Scientists switch to warp drive as sci-fi energy source is tapped

Special report: space exploration

Robin McKie, science editor
Sunday January 7, 2001
The Observer

Warp-drive engines - Scotty's pride and joy on the Starship Enterprise - could soon be propelling spacecraft across the solar system.

This extraordinary idea has been adopted by a growing group of world-ranking physicists who believe that soon spaceships could be designed to run on energy extracted from empty space - enabling them to fly for centuries without fuel.

Scientists are to hold their first international conference of the subject - supported by the British National Space Centre - in Brighton this month. Delegates will include Nobel prize winner Harry Kroto, as well as Russian, American and European space officials.

It has also been revealed that the United States Air Force and the US Navy have set up secret projects aimed at developing 'zero-point energy' engines, while the US space agency Nasa has launched its Breakthrough Propulsion Physics project to investigate similar rocket devices.

In addition, British Aerospace has confirmed it has launched a research programme - codenamed Project Greenglow - to study 'the possibility of the control of gravitational fields'.

'The last century was the atomic age, but this one could well turn out to be the zero-point age,' said conference delegate Dr Harold Puthoff, director of the Institute for Advanced Studies, in Austin, Texas. 'We are at the stage that the fathers of the atomic bomb were at when they put together their first test nuclear reactor in the early Forties - and look what happened a few years later.'

The basis for a zero-point engine rests on the recent startling discovery that a vacuum, far from being a pocket of nothingness, actually churns and seethes with unseen activity.

This cosmic unrest is caused by quantum fluctuations, tiny ripples of energy - called zero-points - in the fabric of space and time. By interfering with these fluctuations, it should be possible to tap their energy, say the physicists.

'It's almost a cosmic free lunch,' said Graham Ellis, organiser of the First International Field Propulsion Meeting at Sussex University. 'You would tap these quantum fluctuations and pick up free energy for your rocket as you flew through space.'

So far, only relatively crude demonstrations of the power of quantum fluctuations have been carried out. In one set of experiments - carried out by physicists led by the late Nobel prize winner Hendrik Casimir - two metal plates were clamped and held together by zero-point forces.

◆ To be done:
(1) In the warp-drive article, what codename did British Aerospace give its research program?
(2) Resume the warp-drive article after its last sentence.
The data after this point comes from a separate source.

◆ Given material:
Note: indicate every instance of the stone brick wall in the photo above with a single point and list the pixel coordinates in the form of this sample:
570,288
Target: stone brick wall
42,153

◆ Replies:
(1) Project Greenglow.

(2)
'The crucial point is that the plates were brought together with a force that heated them up very slightly,' said Puthoff. 'It's not enough to run a starship, but it did demonstrate that it is possible to tap the energy field of a vacuum and turn it into power.'

One proposal for creating a quantum fluctuation space-drive is based on the the idea that these tiny energy ripples hold objects back as they fly through space. They are responsible for the phenomenon of inertia.

'If we could counter this effect, rockets would need much less fuel to overcome their own inertia, and would fly through space with far less effort,' added Puthoff.

'We also believe electrons get the energy to whizz round the nucleus of an atom without slowing down because they are tapping quantum fluctuations of empty space. If we could fiddle with that field - we have ideas how to do it - we could destabilise atoms and get power from them.'

The crucial point of a zero-point engine is that it would run without liquid or solid fuel, or at least very little of such propellants. It would merely require some electricity from solar power, the rest would be provided by the energy of empty space.

By contrast, current space rockets use 96 per cent of their own weight in hydrogen and oxygen fuel, leaving very little room for payloads. Hence the $100 billion price tag that has been put on the construction of the International Space Station.

As Dr Marc Millis of Nasa's Breakthrough project put it: 'We have to discover a new way to eliminate or reduce dramatically the amount of propellent we take into space.' If delegates at Brighton are right, we may soon find a way.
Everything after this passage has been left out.